■ EXERCISE TASK ■
Reproduce every item below line for line, with no changes.

■ RECORDS FOR THE EXERCISE ■
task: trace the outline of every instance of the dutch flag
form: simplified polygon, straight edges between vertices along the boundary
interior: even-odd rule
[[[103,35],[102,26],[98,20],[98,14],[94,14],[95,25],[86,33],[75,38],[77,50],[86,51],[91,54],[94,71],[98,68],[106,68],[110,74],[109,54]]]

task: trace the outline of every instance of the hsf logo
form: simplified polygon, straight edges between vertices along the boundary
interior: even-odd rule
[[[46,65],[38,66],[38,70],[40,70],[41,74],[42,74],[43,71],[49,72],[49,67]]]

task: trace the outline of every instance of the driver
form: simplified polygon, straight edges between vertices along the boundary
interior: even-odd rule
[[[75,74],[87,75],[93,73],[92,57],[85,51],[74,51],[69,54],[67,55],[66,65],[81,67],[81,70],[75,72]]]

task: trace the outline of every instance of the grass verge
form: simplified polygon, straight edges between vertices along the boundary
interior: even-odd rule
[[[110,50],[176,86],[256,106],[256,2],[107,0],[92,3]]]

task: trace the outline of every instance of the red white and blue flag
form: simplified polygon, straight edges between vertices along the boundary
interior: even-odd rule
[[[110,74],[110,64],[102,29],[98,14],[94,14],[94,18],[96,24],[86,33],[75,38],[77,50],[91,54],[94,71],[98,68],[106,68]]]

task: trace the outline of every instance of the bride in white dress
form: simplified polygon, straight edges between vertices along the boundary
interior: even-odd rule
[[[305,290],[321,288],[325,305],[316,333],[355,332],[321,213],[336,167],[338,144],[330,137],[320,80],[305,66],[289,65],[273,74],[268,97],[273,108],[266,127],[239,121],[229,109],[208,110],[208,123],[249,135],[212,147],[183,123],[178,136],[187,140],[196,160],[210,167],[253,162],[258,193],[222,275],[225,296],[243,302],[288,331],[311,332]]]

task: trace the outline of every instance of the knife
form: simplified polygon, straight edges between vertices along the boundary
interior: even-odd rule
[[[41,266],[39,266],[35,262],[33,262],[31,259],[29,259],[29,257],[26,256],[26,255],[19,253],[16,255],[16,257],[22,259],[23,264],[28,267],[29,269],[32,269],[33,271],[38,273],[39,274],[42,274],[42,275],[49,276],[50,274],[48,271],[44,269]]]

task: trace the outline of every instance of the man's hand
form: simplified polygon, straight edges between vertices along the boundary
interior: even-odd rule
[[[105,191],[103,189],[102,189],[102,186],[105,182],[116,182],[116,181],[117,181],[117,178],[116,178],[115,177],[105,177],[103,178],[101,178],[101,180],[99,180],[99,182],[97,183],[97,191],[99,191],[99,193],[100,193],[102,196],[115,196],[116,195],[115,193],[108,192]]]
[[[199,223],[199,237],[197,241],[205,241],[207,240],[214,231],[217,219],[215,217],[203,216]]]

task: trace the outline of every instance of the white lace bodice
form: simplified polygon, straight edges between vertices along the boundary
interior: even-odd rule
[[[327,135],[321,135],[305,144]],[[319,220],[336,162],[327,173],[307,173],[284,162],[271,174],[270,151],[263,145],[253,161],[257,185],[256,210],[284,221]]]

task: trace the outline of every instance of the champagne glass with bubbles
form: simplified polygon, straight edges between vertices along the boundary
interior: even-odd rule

■ EXERCISE OUTPUT ■
task: trace the outline of every instance of the dutch flag
form: simplified polygon, straight edges between vertices along the boundary
interior: even-odd rule
[[[103,35],[102,26],[98,20],[98,14],[94,14],[95,25],[86,33],[75,38],[77,50],[86,51],[91,54],[94,71],[98,68],[106,68],[110,74],[109,54]]]

task: trace the outline of every instance of the hsf logo
form: simplified polygon, straight edges between vertices along the boundary
interior: even-odd rule
[[[46,65],[38,66],[38,70],[40,70],[41,74],[42,74],[43,71],[49,72],[49,67]]]

task: trace the outline of every instance of the driver
form: simplified polygon, straight edges between vertices along the boundary
interior: even-odd rule
[[[75,74],[87,75],[93,73],[92,57],[85,51],[74,51],[69,54],[67,55],[66,65],[81,67],[81,70],[75,72]]]

task: trace the outline of every instance of the grass verge
form: simplified polygon, straight edges between vertices along the boundary
interior: even-odd rule
[[[110,50],[176,86],[256,106],[256,2],[107,0],[92,3]]]

task: trace the outline of every instance of the red white and blue flag
form: simplified polygon, straight edges between vertices along the boundary
interior: even-odd rule
[[[110,74],[110,64],[102,29],[98,14],[94,14],[94,18],[96,24],[86,33],[75,38],[77,50],[91,54],[94,71],[98,68],[106,68]]]

task: trace the outline of every instance of the bride in white dress
form: simplified polygon, straight edges between vertices along the boundary
interior: even-odd rule
[[[305,290],[321,288],[325,305],[316,333],[355,332],[321,213],[336,167],[338,144],[330,137],[320,80],[305,66],[289,65],[273,74],[268,97],[273,108],[266,127],[239,121],[229,109],[208,110],[208,123],[249,135],[212,147],[183,123],[178,136],[187,140],[196,160],[210,167],[253,162],[258,193],[222,275],[225,296],[243,302],[288,331],[311,332]]]

task: trace the outline of every instance of the knife
form: simplified polygon, straight edges between vertices along the boundary
interior: even-odd rule
[[[41,266],[39,266],[35,262],[33,262],[31,259],[29,259],[29,257],[26,256],[26,255],[19,253],[16,255],[16,257],[22,259],[23,264],[28,267],[29,269],[32,269],[33,271],[38,273],[39,274],[42,274],[42,275],[49,276],[50,274],[48,271],[44,269]]]

task: trace the outline of every instance of the man's hand
form: simplified polygon, straight edges between vertices along the boundary
interior: even-odd rule
[[[105,191],[103,189],[102,189],[102,186],[105,182],[116,182],[116,181],[117,181],[117,178],[116,178],[115,177],[105,177],[103,178],[101,178],[101,180],[99,180],[99,182],[97,183],[97,191],[99,191],[99,193],[100,193],[102,196],[115,196],[116,195],[115,193],[108,192]]]
[[[199,223],[199,237],[197,241],[205,241],[207,240],[214,231],[217,219],[215,217],[203,216]]]

task: trace the outline of every instance of the white lace bodice
form: simplified polygon, straight edges between vertices along the boundary
interior: even-odd rule
[[[327,135],[321,135],[305,144]],[[319,220],[336,162],[327,173],[307,173],[284,162],[271,174],[270,151],[263,145],[253,161],[257,185],[256,210],[284,221]]]

task: trace the outline of every instance of the champagne glass with bubbles
form: simplified polygon, straight edges between vertices along the boundary
interior: even-odd rule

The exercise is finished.